++++ Passage provided ++++

# How to set tweeter gain?



## katodevin (Feb 14, 2008)

I just ventured into the world of active crossovers with my 880. Got a question.. What's the best way to set the gains for the tweeters. 

I usually play a very loud track and turn up the gains until its either distorting or too loud.

I tried this method with the tweeters, and it just made my ears hurt at very low gains. I feel like i'm not getting a precise gain setting. Any other methods to try?


----------



## fcarpio (Apr 29, 2008)

Just play something at your normal listening level and adjust the tweets to your liking. Use a track that you are familiar with, that way you will know how it should sound.


----------



## hh47 (Jan 17, 2007)

It doesn't take much power for tweeters to get loud. Depending on your amp, your gains may be close to, if not at, minimum. You want your tweeters to blend well with your mids, so you should set them according to your mids. If you adjust the level of your tweeters on your 880 (with all speakers playing), you'll find a spot where they sound just about right. They should complete the sound from your mid. Too much and they become harsh. After that, mess around with the phase, then EQ adjustment and time alignment.


----------



## bobditts (Jul 19, 2006)

http://www.diymobileaudio.com/forum/search.php


----------



## dirthog (Jun 21, 2007)

bobditts said:


> http://www.diymobileaudio.com/forum/search.php


Do you notice that no one does a search after you tell them to every time, so what's the point?


----------

++++

= Written task A =
From the tweeter gain thread, return the passage that begins at the words "I just ventured" and stops after the words "or too loud.".
= Written task B =
Translate this sentence from the tweeter gain thread into Spanish: "It doesn't take much power for tweeters to get loud."
= Written task C =
According to the tweeter gain thread, why should you use a track you are familiar with when adjusting the tweeters?

++++ Extracted records ++++

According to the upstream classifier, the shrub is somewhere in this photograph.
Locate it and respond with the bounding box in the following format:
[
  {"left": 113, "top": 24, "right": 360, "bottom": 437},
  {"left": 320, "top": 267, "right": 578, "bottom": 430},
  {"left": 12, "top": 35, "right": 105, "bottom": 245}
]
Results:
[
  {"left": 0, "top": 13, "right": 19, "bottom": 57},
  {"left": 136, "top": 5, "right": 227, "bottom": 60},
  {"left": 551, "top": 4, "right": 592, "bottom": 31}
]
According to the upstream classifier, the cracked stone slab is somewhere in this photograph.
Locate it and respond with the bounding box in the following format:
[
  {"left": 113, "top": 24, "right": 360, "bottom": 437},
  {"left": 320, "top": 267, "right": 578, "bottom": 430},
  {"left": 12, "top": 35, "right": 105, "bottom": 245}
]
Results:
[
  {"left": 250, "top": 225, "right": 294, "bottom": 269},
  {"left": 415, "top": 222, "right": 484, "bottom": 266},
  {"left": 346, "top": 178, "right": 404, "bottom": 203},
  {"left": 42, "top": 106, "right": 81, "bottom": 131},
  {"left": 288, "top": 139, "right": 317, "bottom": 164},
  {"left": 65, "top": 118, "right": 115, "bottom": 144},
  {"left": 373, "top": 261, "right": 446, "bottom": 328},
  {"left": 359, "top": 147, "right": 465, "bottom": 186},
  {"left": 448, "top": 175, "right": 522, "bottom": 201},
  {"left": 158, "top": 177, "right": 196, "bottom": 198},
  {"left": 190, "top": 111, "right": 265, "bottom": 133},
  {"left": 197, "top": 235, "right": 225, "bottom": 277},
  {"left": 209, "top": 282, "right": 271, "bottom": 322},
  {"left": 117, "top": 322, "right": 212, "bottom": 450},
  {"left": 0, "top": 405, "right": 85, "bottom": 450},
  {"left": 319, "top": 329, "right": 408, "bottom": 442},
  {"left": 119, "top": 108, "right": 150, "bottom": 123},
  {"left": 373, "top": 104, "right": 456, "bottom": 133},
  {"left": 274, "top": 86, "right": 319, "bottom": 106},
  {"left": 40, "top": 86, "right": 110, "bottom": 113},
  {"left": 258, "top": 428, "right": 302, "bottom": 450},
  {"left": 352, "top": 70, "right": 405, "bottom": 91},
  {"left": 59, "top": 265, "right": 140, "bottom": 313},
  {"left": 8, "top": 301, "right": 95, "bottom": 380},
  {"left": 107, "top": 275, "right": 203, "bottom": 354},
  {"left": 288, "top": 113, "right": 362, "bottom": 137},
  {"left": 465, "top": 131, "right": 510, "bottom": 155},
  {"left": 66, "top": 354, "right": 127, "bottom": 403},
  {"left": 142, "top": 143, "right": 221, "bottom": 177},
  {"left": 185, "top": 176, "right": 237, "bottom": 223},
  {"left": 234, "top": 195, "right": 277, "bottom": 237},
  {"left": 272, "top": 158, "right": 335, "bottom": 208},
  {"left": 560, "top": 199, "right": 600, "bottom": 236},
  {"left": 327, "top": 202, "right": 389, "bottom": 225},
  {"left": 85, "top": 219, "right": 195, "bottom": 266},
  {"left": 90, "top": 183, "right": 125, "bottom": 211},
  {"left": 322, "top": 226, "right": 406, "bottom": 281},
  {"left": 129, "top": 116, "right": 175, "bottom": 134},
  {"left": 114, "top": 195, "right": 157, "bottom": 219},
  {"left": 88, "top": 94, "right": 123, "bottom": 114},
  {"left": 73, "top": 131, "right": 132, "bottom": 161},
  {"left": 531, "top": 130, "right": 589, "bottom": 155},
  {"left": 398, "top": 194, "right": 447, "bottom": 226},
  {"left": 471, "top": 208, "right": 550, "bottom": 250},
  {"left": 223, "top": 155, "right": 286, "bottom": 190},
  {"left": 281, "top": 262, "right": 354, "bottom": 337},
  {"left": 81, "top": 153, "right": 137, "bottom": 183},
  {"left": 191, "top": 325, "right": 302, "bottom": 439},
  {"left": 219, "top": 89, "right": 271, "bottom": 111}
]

++++

= Correct answer A =
I just ventured into the world of active crossovers with my 880. Got a question.. What's the best way to set the gains for the tweeters. 

I usually play a very loud track and turn up the gains until its either distorting or too loud.

= Correct answer B =
No se necesita mucha potencia para que los tweeters suenen fuerte.

= Correct answer C =
With a familiar track, you will know how it should sound.